• **WHAT YOU HAVE TO DO**:
In the listing below, locate the line containing "the seashell, one"; reproduce that line and all lines that follow it, unchanged.

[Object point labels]
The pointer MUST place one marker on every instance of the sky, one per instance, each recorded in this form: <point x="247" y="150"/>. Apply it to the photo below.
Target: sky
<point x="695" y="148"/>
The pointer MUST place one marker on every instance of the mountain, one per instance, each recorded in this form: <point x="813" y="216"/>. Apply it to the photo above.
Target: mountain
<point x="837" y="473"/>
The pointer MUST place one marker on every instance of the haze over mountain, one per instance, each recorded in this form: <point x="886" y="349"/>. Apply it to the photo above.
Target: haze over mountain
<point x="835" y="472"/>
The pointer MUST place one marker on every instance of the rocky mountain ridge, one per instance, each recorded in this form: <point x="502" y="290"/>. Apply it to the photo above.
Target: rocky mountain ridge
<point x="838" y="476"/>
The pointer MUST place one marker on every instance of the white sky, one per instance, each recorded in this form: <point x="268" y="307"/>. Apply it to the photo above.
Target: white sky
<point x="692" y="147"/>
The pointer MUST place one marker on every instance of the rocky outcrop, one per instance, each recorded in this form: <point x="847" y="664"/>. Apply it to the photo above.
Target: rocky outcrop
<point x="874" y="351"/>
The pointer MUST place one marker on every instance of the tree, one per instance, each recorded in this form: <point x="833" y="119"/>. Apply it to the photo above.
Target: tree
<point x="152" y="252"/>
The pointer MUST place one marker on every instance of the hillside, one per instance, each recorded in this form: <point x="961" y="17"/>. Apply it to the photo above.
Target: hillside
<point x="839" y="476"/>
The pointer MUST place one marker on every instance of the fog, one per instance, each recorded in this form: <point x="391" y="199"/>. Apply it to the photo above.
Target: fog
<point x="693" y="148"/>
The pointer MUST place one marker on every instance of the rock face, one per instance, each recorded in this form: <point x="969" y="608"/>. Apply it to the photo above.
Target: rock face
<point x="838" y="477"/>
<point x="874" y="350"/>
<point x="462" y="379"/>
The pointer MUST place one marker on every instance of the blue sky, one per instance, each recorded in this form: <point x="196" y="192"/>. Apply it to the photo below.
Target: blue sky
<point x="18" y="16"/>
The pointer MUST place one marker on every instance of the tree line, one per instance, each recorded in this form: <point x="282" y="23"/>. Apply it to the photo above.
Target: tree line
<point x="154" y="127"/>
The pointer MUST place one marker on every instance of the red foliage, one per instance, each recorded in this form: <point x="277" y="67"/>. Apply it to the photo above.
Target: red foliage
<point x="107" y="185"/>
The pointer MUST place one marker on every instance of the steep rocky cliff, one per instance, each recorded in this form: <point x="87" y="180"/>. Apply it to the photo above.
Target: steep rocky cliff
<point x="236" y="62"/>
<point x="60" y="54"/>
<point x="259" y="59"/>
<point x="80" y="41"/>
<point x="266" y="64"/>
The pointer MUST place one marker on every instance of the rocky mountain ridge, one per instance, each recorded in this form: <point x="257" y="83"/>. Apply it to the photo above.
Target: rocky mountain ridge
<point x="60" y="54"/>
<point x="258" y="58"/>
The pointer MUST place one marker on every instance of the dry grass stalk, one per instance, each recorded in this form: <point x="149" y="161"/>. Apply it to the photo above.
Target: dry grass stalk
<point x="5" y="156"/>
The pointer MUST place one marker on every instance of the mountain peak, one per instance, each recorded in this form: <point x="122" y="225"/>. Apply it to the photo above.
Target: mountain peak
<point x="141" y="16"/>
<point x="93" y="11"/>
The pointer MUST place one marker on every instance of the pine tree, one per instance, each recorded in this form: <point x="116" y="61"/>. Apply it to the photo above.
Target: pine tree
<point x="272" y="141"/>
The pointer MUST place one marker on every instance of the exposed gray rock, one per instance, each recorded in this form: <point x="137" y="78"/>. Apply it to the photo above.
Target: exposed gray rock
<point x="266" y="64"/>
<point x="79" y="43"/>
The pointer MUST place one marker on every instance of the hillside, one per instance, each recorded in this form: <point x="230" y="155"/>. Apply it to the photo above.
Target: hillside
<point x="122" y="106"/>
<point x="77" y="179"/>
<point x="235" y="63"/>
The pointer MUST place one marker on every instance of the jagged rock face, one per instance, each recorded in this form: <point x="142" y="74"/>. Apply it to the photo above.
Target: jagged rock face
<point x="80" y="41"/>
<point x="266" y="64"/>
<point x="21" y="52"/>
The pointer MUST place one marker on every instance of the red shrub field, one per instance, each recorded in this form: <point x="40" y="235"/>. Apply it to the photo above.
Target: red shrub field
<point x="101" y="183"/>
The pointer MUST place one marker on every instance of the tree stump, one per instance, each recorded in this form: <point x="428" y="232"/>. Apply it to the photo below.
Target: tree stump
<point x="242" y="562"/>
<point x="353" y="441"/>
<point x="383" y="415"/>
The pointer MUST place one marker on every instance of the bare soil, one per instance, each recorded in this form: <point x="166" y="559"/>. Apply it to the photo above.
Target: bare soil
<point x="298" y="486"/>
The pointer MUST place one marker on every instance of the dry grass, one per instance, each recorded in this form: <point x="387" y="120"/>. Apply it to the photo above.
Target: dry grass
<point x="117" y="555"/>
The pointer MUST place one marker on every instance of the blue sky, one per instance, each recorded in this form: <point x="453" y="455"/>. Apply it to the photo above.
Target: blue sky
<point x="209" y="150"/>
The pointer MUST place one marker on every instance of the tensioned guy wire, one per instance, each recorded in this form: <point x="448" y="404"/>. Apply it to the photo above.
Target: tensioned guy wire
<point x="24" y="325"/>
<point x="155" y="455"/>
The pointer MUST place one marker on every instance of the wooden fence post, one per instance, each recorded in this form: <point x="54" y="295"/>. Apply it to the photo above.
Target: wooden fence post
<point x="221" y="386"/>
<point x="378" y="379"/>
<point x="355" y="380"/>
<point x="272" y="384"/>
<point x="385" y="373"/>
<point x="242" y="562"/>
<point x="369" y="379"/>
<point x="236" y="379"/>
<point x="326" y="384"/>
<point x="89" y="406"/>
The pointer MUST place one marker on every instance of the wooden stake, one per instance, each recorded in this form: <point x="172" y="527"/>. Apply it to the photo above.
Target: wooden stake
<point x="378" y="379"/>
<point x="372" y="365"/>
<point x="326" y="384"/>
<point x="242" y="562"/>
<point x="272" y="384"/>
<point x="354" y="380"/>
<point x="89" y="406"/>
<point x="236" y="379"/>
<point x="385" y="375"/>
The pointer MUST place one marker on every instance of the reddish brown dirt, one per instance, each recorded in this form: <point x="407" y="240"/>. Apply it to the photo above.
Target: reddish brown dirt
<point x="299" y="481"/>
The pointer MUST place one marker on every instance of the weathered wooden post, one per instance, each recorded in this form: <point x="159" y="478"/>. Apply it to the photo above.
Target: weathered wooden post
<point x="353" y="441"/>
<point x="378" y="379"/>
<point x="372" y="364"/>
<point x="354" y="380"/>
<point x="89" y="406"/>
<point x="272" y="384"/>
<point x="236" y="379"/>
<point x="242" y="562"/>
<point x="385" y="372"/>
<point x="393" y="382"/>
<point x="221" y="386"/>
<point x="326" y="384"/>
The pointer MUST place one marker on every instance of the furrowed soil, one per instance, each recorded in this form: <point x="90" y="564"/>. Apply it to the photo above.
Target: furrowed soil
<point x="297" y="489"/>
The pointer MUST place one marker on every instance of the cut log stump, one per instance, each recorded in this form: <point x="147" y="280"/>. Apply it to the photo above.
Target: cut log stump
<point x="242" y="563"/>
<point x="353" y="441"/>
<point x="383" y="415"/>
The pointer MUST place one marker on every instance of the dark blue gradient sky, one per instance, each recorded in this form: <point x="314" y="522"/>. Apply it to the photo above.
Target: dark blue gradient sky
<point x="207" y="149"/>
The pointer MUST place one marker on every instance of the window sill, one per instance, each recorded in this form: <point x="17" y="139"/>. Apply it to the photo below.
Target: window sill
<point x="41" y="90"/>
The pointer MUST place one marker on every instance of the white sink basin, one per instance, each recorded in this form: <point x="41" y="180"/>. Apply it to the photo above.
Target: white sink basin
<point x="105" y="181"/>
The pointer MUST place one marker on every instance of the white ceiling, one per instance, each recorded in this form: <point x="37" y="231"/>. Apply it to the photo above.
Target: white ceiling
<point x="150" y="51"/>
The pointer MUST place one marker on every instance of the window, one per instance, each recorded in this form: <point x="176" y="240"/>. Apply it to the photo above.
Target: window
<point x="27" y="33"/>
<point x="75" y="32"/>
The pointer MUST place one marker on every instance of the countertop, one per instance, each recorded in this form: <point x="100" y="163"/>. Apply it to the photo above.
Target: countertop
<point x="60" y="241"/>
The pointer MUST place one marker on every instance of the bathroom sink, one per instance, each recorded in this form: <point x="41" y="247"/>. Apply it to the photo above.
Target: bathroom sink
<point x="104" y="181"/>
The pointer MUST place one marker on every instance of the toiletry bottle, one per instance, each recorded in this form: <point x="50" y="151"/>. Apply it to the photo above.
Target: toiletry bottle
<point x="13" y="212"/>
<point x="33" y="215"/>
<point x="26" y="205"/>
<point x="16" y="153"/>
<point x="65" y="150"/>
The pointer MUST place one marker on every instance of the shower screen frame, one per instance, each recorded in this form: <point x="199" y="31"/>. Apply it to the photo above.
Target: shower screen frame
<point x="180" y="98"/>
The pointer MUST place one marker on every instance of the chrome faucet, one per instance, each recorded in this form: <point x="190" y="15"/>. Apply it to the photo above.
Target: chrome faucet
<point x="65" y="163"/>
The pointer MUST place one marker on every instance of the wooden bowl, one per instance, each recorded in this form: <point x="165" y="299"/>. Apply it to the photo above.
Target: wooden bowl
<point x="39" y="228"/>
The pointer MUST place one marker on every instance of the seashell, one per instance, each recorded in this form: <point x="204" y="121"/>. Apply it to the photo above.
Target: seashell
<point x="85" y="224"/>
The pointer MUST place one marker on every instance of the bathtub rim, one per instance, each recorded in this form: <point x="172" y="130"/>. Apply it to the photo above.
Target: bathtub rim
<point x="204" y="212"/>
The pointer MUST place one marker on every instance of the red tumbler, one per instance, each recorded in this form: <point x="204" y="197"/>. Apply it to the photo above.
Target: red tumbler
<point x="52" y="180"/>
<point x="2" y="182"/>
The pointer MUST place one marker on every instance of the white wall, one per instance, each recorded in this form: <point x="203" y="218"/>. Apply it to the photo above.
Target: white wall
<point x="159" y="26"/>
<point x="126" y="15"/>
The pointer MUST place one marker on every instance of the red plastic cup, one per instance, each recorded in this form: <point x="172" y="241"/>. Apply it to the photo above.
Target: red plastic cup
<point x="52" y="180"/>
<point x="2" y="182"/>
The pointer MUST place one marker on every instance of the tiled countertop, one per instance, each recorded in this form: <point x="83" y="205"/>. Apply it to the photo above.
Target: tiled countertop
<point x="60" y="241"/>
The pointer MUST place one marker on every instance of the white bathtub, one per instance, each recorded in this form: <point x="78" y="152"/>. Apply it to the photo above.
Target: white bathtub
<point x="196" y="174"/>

• **TASK RESPONSE**:
The pointer MUST place one marker on every instance of the seashell, one per instance, each recorded in this form: <point x="204" y="121"/>. Apply it to the photo above.
Target: seashell
<point x="85" y="224"/>
The pointer MUST place one marker on every instance of the bathtub rim, one per instance, each recorded in this form: <point x="172" y="130"/>. Apply it to the photo above.
Target: bathtub rim
<point x="204" y="212"/>
The pointer MUST place one marker on every instance of the red tumbler, one per instance, each recorded in this form: <point x="204" y="197"/>. Apply it to the photo above.
Target: red tumbler
<point x="52" y="180"/>
<point x="2" y="182"/>
The pointer MUST place one marker on every instance of the white wall, one per instance, each recorded in this form: <point x="203" y="218"/>. Apply it to the photo above.
Target: white wall
<point x="159" y="26"/>
<point x="126" y="15"/>
The pointer MUST place one marker on every instance of the red plastic cup, one per instance, each recorded in this form: <point x="172" y="241"/>. Apply it to the photo above.
Target: red plastic cup
<point x="52" y="180"/>
<point x="2" y="182"/>
The pointer MUST place one marker on every instance of the tiled countertop, one per instance, each recorded in this form: <point x="83" y="205"/>. Apply it to the photo above.
Target: tiled countertop
<point x="60" y="241"/>
The pointer MUST place one marker on every instance of the white bathtub, one per instance, each recorded in this form: <point x="78" y="152"/>. Apply it to the photo above.
Target: white bathtub
<point x="196" y="174"/>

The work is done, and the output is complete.